Start of SUPPLIED RECORDS

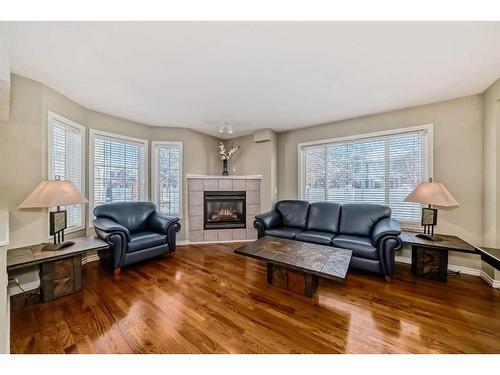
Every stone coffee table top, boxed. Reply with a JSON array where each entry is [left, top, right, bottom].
[[234, 236, 352, 280]]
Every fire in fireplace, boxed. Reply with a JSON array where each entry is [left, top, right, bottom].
[[203, 191, 246, 229]]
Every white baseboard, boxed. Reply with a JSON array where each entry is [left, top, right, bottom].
[[480, 270, 500, 288], [396, 255, 500, 288]]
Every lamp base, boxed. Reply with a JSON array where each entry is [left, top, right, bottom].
[[415, 233, 441, 241], [42, 241, 75, 251]]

End of SUPPLIED RECORDS

• _GOAL_
Rewrite every item above without the picture, keeping each request and shifting each of its bounding-box coordinates up by 67.

• _RESPONSE TO THIS TASK_
Every stone coffee table top, boxed. Reply with a JSON array where each entry is [left, top, right, bottom].
[[301, 303, 419, 347]]
Every fire in fireplace, boxed. Reply with a JSON array where each entry is [left, top, right, bottom].
[[270, 258, 313, 296]]
Every white baseboard, boxed. Reply with a JSON array where each entry is [left, top, right, bottom].
[[547, 337, 567, 355], [463, 322, 567, 355]]
Every lamp base, boxed. Reply with a JSON array where each entry is [left, top, right, bottom].
[[482, 300, 508, 308], [109, 308, 142, 318]]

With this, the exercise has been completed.